Task directions → Rewrite the lines from the one containing "Detect all instances of recessed" up to and including the one containing "[509,233,549,286]", swapping "sofa" for "couch" and changing nothing else.

Provided entries →

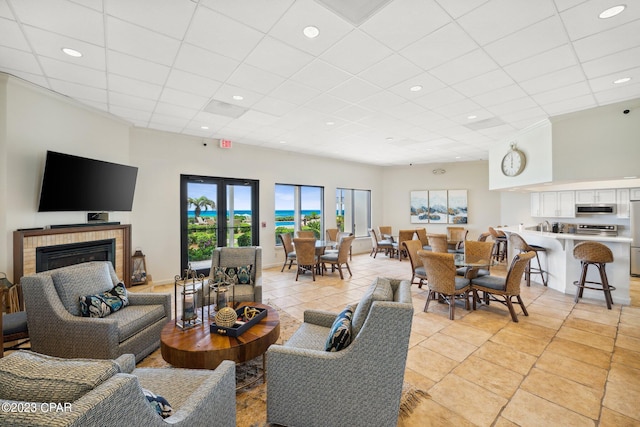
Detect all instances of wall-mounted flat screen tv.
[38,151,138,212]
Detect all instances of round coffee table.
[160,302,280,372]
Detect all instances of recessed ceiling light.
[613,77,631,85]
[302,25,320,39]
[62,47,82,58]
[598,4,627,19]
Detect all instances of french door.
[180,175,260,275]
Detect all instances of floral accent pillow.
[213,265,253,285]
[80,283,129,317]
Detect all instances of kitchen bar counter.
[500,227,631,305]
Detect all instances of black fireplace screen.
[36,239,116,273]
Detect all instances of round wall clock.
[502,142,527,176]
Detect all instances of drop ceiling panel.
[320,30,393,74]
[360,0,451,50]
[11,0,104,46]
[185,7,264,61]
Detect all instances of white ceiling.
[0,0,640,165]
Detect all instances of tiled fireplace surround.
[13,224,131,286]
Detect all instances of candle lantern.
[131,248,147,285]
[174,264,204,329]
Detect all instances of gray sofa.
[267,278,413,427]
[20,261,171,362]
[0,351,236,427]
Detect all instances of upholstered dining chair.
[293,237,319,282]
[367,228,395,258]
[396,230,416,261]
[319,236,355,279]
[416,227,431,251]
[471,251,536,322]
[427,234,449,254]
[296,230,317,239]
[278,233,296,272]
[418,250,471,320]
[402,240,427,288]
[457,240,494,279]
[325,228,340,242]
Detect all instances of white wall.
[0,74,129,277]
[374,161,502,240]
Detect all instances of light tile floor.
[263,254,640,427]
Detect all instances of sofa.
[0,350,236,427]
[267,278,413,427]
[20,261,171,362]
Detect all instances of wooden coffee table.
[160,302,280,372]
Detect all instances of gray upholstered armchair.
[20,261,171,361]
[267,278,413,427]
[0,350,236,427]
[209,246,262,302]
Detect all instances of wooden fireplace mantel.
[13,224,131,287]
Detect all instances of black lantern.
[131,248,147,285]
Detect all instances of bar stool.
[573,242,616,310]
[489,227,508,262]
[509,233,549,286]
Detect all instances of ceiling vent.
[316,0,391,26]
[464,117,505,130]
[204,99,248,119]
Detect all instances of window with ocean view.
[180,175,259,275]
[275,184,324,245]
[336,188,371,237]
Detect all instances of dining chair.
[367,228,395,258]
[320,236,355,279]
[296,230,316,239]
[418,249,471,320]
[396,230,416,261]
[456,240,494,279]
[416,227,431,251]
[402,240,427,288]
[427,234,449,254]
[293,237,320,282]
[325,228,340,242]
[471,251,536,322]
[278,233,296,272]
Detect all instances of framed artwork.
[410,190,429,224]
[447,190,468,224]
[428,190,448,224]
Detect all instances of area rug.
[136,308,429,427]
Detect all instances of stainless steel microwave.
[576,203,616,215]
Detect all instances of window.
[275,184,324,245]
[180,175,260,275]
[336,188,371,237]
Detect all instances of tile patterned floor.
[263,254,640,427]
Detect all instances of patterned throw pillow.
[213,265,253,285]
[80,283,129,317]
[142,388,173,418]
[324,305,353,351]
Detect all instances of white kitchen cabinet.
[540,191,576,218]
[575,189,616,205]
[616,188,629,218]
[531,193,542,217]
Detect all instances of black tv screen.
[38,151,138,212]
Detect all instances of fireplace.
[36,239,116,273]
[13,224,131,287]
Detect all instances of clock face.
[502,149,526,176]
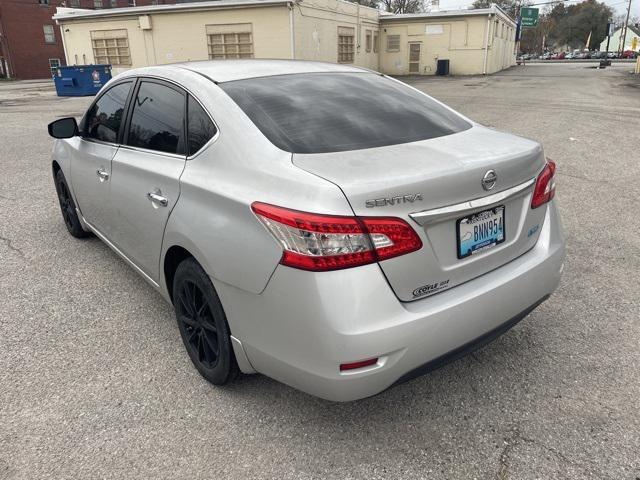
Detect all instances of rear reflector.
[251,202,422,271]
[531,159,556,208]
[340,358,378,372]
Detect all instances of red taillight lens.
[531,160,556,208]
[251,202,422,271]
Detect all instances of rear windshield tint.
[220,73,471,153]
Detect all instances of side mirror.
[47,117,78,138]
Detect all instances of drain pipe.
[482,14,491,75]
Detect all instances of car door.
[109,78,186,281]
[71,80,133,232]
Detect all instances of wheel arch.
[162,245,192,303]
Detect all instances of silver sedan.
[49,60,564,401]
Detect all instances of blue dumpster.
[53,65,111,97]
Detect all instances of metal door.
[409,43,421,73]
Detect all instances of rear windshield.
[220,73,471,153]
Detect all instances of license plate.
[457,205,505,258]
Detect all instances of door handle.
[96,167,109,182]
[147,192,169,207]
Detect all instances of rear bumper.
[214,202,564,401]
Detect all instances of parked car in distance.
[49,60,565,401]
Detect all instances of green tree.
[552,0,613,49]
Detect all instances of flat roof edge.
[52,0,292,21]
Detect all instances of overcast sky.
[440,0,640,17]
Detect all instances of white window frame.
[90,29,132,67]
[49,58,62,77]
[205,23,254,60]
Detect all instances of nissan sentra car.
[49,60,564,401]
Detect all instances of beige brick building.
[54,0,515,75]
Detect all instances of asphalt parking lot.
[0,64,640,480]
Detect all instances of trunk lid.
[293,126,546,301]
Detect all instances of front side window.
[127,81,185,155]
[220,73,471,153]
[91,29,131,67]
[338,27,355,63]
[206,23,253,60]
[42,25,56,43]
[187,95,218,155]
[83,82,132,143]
---
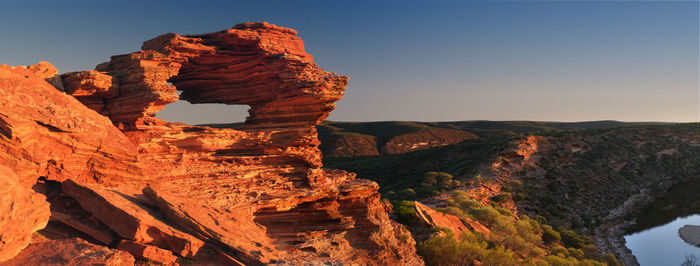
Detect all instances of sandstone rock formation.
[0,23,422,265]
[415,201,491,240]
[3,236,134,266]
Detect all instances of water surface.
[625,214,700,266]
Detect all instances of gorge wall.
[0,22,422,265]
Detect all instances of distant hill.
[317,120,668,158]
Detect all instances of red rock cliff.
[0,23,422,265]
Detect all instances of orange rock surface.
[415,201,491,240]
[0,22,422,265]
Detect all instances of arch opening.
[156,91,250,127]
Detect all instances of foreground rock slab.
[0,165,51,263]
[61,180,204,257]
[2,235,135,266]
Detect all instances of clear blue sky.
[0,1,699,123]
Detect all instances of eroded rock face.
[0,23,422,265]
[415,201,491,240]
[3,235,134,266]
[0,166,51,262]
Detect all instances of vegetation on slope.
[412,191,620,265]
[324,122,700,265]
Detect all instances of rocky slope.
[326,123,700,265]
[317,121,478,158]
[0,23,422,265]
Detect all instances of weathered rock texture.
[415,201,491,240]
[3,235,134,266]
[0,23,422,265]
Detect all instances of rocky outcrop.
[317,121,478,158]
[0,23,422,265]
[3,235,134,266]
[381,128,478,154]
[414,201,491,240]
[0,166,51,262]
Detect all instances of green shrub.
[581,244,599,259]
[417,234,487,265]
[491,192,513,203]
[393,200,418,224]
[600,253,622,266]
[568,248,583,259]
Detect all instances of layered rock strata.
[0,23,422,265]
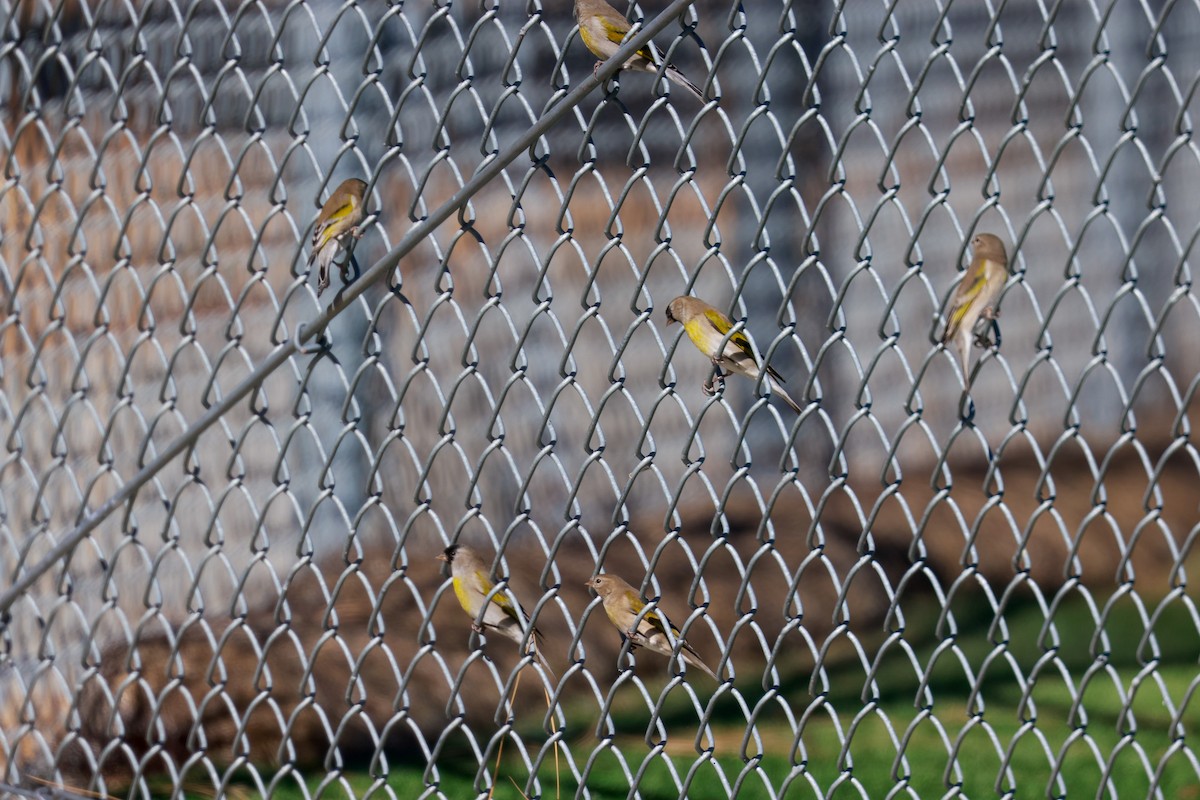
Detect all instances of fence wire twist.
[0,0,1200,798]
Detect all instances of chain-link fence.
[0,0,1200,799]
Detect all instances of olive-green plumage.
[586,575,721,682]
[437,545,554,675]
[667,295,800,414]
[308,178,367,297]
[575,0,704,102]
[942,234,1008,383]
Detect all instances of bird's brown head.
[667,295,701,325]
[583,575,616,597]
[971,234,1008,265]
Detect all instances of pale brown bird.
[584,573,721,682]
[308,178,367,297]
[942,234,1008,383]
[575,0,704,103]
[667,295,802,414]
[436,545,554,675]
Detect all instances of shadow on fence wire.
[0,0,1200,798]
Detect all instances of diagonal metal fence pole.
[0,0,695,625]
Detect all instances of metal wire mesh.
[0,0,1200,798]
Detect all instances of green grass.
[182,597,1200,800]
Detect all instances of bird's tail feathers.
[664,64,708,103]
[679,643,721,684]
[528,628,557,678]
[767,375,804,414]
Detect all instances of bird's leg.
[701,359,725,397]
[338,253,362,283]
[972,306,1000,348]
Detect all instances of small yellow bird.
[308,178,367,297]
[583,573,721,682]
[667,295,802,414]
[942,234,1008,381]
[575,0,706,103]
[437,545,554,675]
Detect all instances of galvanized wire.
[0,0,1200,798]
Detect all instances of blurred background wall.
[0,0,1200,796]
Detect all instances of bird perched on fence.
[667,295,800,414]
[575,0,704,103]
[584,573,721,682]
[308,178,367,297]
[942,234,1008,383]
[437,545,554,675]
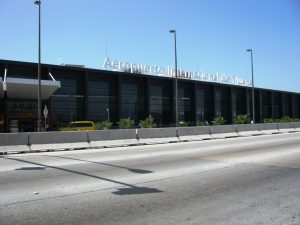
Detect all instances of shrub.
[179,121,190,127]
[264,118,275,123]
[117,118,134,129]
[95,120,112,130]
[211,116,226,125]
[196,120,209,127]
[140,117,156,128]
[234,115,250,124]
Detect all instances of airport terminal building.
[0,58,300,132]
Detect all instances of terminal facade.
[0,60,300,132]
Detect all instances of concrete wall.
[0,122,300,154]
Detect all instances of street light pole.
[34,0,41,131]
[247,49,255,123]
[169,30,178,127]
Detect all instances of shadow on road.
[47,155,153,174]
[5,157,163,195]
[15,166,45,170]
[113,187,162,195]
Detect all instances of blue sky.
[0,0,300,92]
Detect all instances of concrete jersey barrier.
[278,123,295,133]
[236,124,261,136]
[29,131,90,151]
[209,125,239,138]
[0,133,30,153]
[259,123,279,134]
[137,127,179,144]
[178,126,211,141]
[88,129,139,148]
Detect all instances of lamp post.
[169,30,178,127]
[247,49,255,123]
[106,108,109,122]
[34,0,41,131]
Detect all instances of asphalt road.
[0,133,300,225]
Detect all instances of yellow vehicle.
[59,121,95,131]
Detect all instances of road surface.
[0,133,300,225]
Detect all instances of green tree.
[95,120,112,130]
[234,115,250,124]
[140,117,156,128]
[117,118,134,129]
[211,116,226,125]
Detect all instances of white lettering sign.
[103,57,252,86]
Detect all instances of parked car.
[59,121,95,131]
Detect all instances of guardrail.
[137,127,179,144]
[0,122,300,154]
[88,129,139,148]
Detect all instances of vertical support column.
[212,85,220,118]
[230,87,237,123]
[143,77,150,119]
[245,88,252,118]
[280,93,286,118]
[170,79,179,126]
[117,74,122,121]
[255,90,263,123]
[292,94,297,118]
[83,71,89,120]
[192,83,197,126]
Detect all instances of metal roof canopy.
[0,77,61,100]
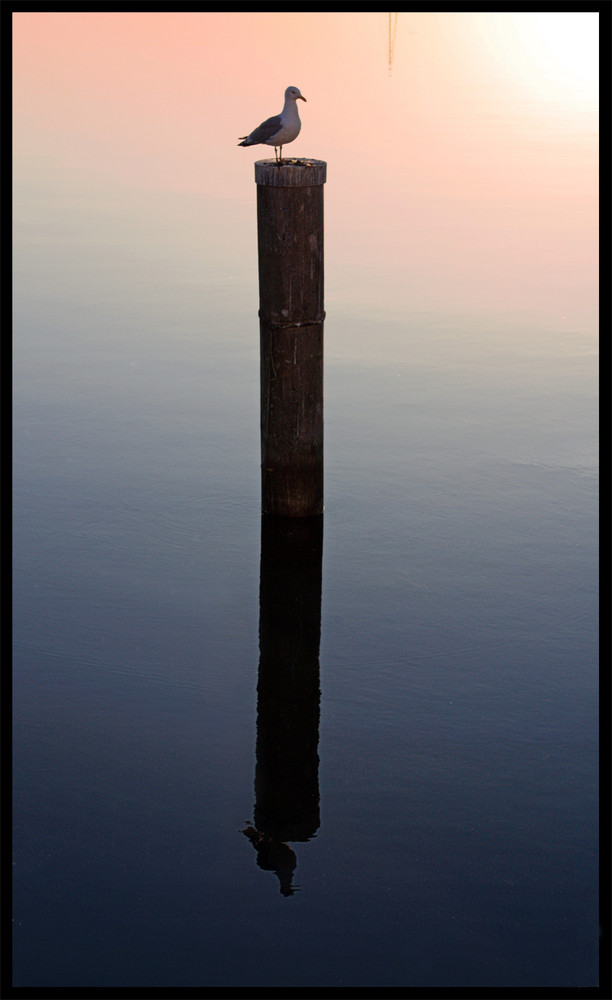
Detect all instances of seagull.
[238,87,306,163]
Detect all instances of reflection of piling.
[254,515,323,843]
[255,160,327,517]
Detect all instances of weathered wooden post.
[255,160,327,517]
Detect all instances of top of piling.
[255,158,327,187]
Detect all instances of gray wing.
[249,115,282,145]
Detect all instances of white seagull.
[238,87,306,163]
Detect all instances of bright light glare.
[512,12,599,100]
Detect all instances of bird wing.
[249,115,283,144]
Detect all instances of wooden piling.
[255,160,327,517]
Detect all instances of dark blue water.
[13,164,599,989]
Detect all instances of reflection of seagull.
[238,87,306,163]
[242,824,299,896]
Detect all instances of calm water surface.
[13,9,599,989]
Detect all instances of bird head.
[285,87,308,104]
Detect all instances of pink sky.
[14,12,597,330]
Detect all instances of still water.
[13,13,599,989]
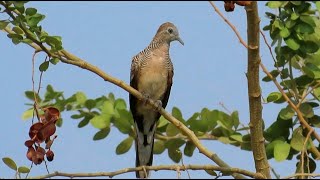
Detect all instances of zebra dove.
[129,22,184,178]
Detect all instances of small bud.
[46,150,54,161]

Exercise answer →
Detect all instances of recessed ceiling light.
[613,77,631,85]
[302,25,320,39]
[62,47,82,58]
[598,4,627,19]
Detect all instances of french door.
[180,175,260,275]
Detect all instances of floral accent pillow.
[213,265,253,285]
[80,283,129,317]
Detect all instances of kitchen bar counter.
[500,227,631,305]
Detect all instances of black fireplace screen.
[36,239,116,273]
Detect all instances of round wall clock.
[502,142,527,176]
Detect all instances of drop ceiling panel.
[320,30,393,74]
[360,0,451,50]
[11,0,104,46]
[185,7,264,61]
Detect all instances of white ceiling.
[0,0,640,165]
Detect all instances of tiled fireplace surround.
[13,224,131,286]
Detect all instances of candle lantern.
[131,248,147,285]
[174,264,204,329]
Detect all instances of gray couch.
[267,278,413,427]
[20,261,171,362]
[0,351,236,427]
Detect all instances of upholstered dining chair.
[293,237,319,282]
[367,228,395,258]
[396,230,416,261]
[319,236,355,279]
[416,227,431,251]
[471,251,536,322]
[427,234,449,254]
[296,230,317,239]
[278,233,296,272]
[418,250,471,320]
[402,240,427,288]
[457,240,494,279]
[325,228,340,242]
Detect all instances of white wall.
[0,74,129,277]
[374,161,502,240]
Detect all instances of light tile floor.
[263,254,640,427]
Detect all instances of couch.
[0,350,236,427]
[267,278,413,427]
[20,261,171,362]
Detect all instances of wooden coffee table.
[160,302,280,372]
Detect all instances of gray upholstered armchair.
[20,261,171,361]
[267,278,413,427]
[0,350,236,427]
[209,246,262,302]
Detect all instances of wooden fireplace mantel.
[13,224,131,287]
Detect all instances of black lantern.
[131,248,147,285]
Detect all instances of bar stool.
[573,242,616,310]
[489,227,508,262]
[509,233,549,286]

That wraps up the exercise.